**BRIEF**
Starting at the first line, copy the data below through to the end, exactly.

------

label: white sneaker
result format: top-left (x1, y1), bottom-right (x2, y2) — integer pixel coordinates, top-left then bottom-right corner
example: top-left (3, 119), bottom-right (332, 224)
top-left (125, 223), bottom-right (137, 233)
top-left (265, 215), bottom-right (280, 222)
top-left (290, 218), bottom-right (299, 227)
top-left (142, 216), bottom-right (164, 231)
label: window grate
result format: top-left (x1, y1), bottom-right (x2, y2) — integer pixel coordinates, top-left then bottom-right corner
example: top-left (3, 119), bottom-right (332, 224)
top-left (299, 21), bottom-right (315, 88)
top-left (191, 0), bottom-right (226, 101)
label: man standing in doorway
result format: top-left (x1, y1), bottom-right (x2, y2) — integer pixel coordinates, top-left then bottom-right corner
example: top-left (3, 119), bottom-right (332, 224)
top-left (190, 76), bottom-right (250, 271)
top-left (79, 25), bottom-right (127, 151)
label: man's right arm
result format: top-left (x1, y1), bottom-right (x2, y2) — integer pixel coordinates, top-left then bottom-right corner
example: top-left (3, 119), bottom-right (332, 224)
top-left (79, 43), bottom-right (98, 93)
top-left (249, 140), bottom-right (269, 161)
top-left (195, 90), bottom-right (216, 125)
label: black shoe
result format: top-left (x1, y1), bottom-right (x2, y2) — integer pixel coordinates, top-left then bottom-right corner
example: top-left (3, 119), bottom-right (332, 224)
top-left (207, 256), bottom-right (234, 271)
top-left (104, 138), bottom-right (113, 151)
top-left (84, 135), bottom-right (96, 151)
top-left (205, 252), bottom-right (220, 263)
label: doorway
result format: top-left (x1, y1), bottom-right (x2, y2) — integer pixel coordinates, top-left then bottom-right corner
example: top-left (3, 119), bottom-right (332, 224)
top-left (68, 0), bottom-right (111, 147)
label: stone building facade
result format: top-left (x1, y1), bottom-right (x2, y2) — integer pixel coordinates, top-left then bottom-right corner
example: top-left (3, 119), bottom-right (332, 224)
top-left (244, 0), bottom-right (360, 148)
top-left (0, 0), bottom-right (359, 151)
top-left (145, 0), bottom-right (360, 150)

------

**WRITTEN REPLY**
label: white sneaker
result format: top-left (x1, y1), bottom-right (x2, y2) — integer pixel coordinates, top-left then bottom-right corner
example: top-left (3, 119), bottom-right (332, 224)
top-left (125, 223), bottom-right (137, 233)
top-left (265, 215), bottom-right (280, 222)
top-left (290, 218), bottom-right (299, 227)
top-left (142, 216), bottom-right (164, 231)
label: window grate
result format: top-left (x1, y1), bottom-right (x2, y2) — integer pixel coordinates, top-left then bottom-right corner
example: top-left (3, 119), bottom-right (332, 224)
top-left (299, 21), bottom-right (315, 88)
top-left (191, 0), bottom-right (226, 101)
label: man standing in doorway
result format: top-left (x1, y1), bottom-right (x2, y2) — integer pixel coordinates, top-left then bottom-right corner
example: top-left (3, 119), bottom-right (332, 224)
top-left (190, 76), bottom-right (250, 271)
top-left (79, 25), bottom-right (127, 151)
label: man's right arm
result format: top-left (x1, y1), bottom-right (x2, y2) — integer pixel coordinates, top-left then bottom-right corner
example: top-left (3, 119), bottom-right (332, 224)
top-left (79, 43), bottom-right (98, 93)
top-left (249, 140), bottom-right (269, 161)
top-left (195, 90), bottom-right (216, 125)
label: black shoe
result format: top-left (x1, y1), bottom-right (x2, y2) — integer pixel coordinates, top-left then bottom-right corner
example: top-left (3, 119), bottom-right (332, 224)
top-left (207, 256), bottom-right (234, 271)
top-left (104, 138), bottom-right (113, 151)
top-left (84, 135), bottom-right (96, 151)
top-left (205, 252), bottom-right (220, 263)
label: doorway
result format: top-left (x1, y1), bottom-right (x2, y2) — integer pixel coordinates, top-left then bottom-right corner
example: top-left (3, 119), bottom-right (332, 224)
top-left (68, 0), bottom-right (111, 147)
label: stone building facade
result format: top-left (x1, y1), bottom-right (x2, y2) — integer pixel coordinates, top-left then bottom-right corner
example: top-left (3, 119), bottom-right (332, 224)
top-left (244, 0), bottom-right (360, 148)
top-left (0, 0), bottom-right (359, 151)
top-left (145, 0), bottom-right (360, 150)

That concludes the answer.